* _GIVEN INSTRUCTION_
Continue the passage on the history of Unix, picking up after its final sentence.

* _TEXT PASSAGE_
..............................
For the computer geek, the world began at midnight on January 1, 1970, the day we now know as the epoch. This is the day that Unix was created (actually, Unix was created in 1969, but it's clock started in 1970). Unix was created by Brian Kernigan and others at AT&T Bell Laboratories. From this moment all Unix machines date themselves - the date is stored internally as the number of milliseconds from the epoch. As of the writing of this chapter of this book, 1033530810062731 milliseconds have transpired since that important moment.

And computer geeks around the world gazed upon Unix and saw that it was Good.

Years passed since January 1, 1970, and during that time other operating systems were written. Some stood the test of time, others didn't. Some that stood the test of time perhaps should not have, but did anyway. And many flavors of Unix were developed by many different companies (for instance: Solaris developed by Sun Microsystems, HP-UX developed by Hewlett Packard, on so on). These flavors of Unix were almost always closed and proprietary implementations.

Also during the time from the epoch until now, a certain operating system (Windows) gained wide use around the world, and runs on the Intel x86 processor. Since Windows is popular, and runs on Intel chips, there are a lot of computers based on the Intel architecture.
..............................
* _ENTRIES SHOWN_
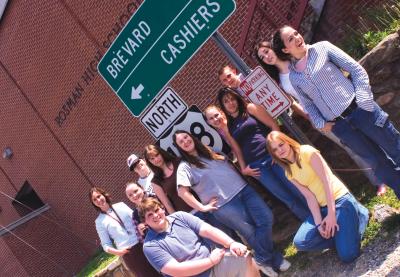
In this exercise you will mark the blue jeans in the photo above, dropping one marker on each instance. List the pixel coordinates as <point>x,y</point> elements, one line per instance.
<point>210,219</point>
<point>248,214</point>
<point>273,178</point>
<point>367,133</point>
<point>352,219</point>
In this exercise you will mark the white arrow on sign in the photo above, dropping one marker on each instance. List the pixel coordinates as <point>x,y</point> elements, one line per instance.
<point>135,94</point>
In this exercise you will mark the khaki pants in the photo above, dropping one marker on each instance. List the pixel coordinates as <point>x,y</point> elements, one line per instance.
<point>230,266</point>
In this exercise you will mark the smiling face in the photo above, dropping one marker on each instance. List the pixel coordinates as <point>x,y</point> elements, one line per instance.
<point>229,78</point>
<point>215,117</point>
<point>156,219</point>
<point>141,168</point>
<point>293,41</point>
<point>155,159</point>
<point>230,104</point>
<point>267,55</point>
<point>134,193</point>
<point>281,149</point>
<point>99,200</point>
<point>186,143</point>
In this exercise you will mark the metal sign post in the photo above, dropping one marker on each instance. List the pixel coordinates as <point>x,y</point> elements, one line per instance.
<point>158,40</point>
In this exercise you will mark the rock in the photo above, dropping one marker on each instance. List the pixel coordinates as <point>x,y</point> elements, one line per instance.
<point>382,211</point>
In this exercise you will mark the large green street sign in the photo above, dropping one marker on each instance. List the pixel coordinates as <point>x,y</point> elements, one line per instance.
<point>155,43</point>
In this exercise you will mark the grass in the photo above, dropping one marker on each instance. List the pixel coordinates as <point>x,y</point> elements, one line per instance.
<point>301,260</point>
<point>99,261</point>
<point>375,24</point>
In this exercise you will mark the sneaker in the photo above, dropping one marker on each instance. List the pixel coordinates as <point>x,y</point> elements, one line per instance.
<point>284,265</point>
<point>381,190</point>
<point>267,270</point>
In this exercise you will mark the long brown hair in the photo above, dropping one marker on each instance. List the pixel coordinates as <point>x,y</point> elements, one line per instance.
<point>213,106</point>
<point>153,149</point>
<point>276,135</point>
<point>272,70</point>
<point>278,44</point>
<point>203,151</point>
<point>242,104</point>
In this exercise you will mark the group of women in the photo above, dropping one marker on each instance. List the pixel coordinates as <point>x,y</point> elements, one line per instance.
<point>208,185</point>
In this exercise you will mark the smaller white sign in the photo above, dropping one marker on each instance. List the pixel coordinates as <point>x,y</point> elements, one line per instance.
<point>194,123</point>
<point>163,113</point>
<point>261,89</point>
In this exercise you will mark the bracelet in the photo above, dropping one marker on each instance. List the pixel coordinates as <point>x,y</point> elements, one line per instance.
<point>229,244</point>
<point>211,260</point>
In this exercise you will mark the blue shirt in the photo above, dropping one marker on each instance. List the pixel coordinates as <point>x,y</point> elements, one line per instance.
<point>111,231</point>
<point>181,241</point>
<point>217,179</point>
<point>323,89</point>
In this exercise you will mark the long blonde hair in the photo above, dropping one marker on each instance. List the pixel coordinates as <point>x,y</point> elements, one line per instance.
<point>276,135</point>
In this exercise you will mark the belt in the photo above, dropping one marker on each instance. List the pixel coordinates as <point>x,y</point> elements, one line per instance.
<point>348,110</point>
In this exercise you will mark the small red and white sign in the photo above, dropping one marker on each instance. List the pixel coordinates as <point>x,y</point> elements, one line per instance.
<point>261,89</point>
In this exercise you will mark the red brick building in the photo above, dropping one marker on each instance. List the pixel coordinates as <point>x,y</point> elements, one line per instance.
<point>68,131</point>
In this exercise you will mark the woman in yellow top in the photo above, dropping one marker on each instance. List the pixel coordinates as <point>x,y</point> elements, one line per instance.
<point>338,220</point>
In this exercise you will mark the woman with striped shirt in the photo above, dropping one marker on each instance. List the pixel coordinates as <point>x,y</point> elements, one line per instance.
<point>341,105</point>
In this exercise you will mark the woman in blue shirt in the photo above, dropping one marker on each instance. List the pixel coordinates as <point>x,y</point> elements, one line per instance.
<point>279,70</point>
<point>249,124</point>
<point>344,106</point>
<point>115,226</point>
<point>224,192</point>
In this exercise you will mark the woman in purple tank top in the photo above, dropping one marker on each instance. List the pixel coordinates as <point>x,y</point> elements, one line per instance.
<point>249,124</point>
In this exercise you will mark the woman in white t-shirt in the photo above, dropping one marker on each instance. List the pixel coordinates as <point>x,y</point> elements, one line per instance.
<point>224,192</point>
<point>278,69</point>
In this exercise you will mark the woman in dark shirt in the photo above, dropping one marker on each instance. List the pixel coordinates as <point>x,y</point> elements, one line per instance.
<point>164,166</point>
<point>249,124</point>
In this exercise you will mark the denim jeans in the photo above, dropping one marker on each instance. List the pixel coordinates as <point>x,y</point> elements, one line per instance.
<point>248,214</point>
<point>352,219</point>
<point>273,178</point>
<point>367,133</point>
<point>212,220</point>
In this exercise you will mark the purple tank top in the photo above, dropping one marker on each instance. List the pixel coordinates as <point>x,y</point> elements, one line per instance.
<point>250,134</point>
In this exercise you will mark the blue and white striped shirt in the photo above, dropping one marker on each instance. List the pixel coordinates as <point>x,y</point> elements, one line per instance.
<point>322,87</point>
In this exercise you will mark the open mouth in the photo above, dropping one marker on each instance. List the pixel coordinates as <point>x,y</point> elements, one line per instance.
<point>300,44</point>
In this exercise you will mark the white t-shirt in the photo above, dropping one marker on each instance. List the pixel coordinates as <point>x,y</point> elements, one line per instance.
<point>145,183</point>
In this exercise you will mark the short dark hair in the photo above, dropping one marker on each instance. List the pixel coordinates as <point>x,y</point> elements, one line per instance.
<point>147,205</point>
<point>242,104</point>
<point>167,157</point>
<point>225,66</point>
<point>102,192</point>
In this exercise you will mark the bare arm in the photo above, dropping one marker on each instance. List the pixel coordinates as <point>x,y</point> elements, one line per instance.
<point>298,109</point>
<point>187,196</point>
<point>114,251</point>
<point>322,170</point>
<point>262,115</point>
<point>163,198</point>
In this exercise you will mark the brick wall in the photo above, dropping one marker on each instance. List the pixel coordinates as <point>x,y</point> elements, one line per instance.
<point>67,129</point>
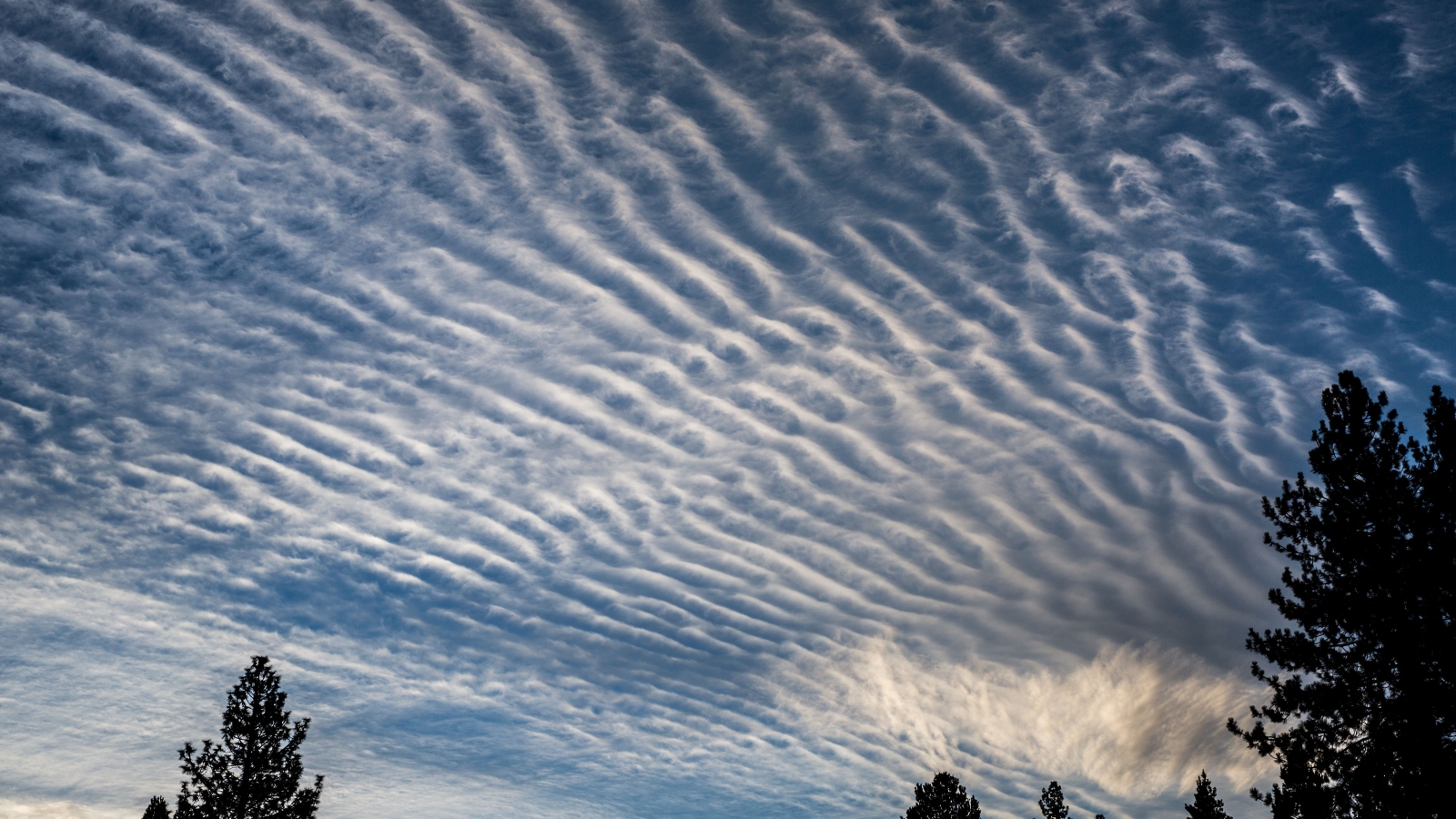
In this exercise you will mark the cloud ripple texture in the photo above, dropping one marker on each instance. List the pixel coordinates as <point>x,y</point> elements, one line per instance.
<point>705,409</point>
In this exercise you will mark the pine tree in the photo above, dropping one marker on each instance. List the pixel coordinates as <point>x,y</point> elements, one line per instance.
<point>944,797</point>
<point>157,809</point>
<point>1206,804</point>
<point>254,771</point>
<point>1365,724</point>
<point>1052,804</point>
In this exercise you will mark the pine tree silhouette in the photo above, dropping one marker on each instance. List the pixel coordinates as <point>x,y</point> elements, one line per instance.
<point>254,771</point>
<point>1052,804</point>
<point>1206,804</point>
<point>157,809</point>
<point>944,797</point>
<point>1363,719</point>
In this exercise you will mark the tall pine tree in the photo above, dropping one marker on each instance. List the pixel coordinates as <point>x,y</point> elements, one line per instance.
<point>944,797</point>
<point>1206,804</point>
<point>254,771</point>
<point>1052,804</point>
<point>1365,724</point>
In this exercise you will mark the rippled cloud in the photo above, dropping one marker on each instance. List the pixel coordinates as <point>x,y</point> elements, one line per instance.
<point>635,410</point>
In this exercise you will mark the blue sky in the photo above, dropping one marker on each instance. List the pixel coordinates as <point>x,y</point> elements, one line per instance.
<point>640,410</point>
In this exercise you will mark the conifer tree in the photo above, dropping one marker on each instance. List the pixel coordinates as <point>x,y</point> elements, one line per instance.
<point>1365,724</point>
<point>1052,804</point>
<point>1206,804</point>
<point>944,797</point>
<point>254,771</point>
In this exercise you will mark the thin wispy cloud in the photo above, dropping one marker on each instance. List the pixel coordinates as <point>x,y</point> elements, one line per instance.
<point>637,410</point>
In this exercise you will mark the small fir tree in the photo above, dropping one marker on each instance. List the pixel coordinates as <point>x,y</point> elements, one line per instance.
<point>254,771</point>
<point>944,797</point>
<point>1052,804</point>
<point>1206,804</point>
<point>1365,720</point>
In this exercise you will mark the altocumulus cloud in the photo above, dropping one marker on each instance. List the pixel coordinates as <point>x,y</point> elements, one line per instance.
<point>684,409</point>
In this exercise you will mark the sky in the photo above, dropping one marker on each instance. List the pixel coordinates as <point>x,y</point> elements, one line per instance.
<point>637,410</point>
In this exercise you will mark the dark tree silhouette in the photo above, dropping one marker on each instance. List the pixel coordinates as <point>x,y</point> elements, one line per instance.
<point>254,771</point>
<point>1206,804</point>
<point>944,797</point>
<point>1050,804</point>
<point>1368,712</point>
..............................
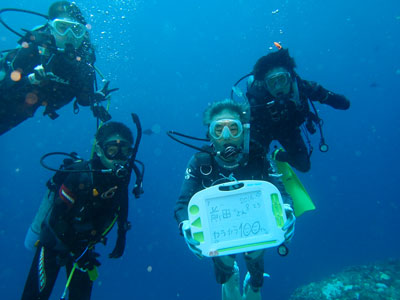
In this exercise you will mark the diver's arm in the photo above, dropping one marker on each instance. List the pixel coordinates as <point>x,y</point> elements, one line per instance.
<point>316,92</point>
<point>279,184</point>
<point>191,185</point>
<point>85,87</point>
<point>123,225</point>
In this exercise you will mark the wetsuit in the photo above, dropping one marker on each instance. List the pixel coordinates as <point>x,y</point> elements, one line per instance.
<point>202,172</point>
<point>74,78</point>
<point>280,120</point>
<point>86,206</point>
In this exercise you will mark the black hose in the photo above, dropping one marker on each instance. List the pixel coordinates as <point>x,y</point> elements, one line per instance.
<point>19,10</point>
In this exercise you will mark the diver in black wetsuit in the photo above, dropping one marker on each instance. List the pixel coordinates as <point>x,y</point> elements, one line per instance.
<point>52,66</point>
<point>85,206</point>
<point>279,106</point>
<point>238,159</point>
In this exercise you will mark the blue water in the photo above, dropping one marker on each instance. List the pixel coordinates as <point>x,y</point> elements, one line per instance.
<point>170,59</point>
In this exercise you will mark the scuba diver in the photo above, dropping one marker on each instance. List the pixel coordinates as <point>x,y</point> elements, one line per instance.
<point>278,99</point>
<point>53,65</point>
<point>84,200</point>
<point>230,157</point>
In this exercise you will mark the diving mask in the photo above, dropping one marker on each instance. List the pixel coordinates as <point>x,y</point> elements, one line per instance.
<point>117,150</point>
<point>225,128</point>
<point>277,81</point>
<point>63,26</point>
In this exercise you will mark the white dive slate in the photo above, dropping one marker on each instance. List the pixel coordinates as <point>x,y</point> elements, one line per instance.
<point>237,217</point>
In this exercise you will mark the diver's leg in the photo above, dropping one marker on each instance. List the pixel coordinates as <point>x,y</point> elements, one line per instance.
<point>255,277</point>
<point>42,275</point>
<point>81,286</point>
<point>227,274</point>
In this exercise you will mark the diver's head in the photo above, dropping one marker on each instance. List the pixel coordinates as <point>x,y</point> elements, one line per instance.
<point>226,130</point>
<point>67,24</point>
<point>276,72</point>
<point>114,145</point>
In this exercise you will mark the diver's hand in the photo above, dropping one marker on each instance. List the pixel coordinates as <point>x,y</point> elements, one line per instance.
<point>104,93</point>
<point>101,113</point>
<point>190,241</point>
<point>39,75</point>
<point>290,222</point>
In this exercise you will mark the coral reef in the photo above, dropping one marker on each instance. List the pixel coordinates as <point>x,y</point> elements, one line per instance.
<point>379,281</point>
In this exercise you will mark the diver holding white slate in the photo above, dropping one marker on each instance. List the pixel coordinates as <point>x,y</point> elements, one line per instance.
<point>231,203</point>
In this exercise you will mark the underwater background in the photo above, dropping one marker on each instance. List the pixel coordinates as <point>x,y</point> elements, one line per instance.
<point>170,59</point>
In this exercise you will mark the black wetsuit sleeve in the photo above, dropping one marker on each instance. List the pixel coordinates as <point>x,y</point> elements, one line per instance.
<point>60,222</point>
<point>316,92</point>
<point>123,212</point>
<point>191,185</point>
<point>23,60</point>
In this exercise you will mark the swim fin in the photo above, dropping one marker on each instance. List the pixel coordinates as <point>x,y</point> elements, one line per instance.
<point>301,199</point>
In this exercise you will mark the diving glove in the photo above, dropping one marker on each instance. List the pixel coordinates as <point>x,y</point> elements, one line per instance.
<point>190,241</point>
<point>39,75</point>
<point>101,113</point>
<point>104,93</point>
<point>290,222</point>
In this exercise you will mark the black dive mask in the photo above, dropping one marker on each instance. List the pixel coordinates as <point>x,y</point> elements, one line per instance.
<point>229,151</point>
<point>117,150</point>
..............................
* _EXERCISE ANSWER_
But here is the problem: most computers based on the Intel architecture run the Windows operating system. Back in 1991, a college student from Finland was dissatisfied with the inferior operating system running on his Intel hardware, so he posted the following message to the comp.os.minix newsgroup (Minix is a small implementation of Unix):

  Hello everybody out there using minix -

  I'm doing a (free) operating system
  (just a hobby, won't be big and
  professional like gnu) for 386(486)
  AT clones.

The student was Linus Torvalds, and his hobby has become the Linux operating system.

Linux is a powerful, stable, securable, free, open source, POSIX-compliant operating system developed by Linus Torvalds with the help of thousands of programmers around the world. It started on the Intel 386/486 platform, but has since been ported to many other architectures: Macintosh, Alpha, SGI, VMS, even the Palm Pilot.

Linux specifically refers to the kernel software, the code that is the guts of the operating system. The other system software, such as the tools grep, ps, etc., is taken from multiple sources, primarily the GNU Project (GNU stands for Gnu's Not Unix). Thus, Linux is more properly referred to as "GNU/Linux." See http://www.gnu.org for their take on it.

Oh, by the way. Did we mention Linux is free?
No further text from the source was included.